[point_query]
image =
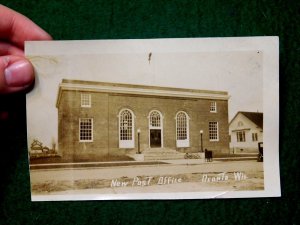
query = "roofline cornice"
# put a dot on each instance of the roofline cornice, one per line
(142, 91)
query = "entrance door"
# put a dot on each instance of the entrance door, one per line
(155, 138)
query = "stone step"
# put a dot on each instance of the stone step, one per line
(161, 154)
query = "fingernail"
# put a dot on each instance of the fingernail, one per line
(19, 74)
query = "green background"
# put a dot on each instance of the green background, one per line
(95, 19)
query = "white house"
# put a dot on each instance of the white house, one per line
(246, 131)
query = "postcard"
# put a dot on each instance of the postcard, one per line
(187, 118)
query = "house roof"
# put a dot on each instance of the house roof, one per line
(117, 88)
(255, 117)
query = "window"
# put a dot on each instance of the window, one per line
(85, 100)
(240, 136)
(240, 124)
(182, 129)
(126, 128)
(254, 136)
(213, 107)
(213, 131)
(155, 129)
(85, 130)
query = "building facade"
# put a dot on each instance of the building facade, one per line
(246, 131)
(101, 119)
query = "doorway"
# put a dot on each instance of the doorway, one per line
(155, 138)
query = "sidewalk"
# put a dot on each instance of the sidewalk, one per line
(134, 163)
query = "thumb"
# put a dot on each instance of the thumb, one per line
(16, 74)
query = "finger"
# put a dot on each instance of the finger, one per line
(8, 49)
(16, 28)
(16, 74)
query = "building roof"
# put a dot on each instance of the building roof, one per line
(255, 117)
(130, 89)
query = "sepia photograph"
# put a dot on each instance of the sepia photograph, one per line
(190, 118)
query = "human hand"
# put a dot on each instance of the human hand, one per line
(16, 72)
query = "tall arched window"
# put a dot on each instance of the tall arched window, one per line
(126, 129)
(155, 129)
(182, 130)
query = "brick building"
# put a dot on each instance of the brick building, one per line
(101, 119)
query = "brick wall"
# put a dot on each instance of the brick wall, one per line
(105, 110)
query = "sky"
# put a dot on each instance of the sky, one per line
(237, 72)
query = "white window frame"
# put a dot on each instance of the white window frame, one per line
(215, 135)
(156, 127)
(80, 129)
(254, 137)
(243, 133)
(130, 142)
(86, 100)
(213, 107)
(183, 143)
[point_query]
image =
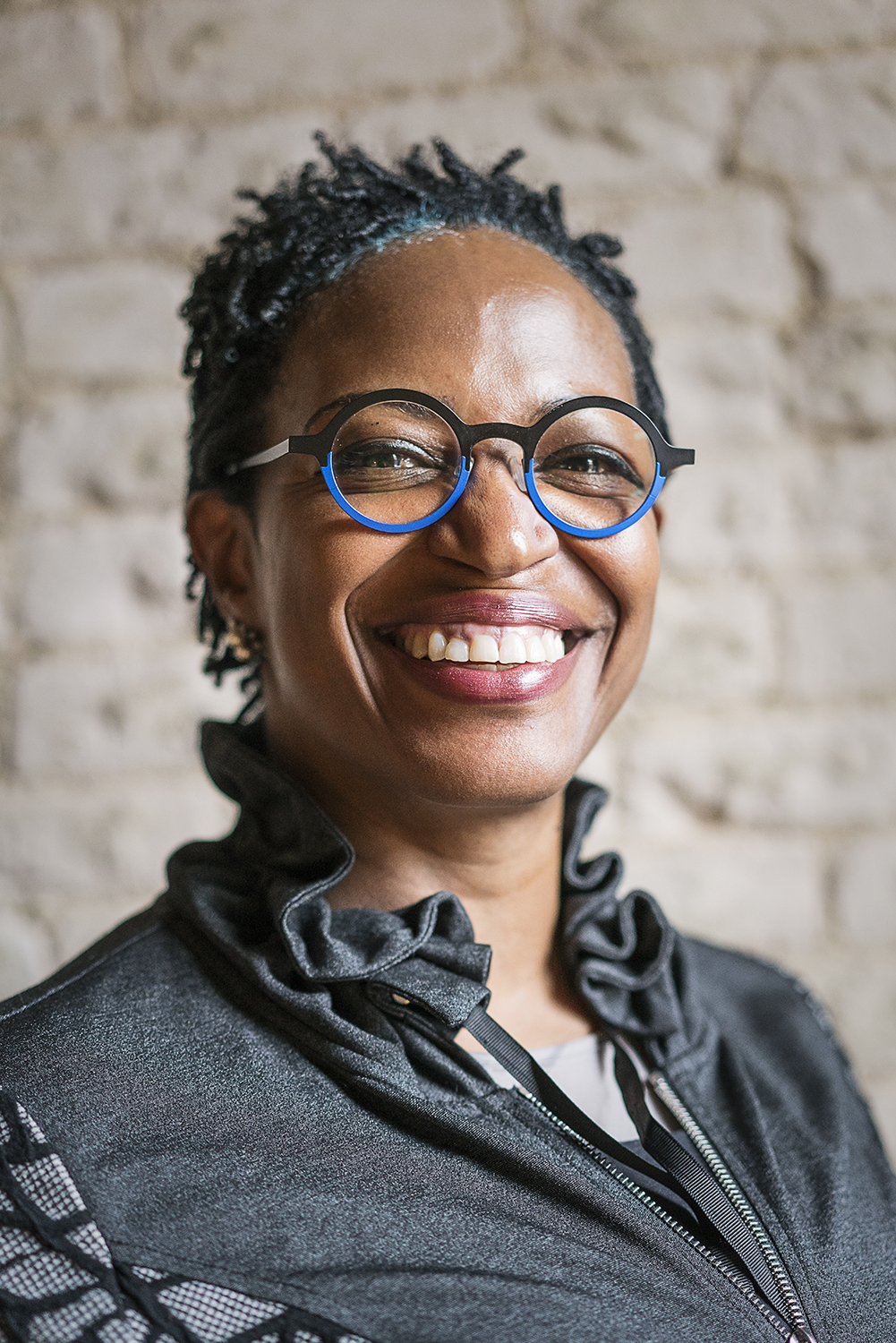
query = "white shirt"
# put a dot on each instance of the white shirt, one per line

## [YOUR GOAL]
Report how many lines of the material contain the string "postcard", with case counting. Give only the number.

## [SOLUTION]
2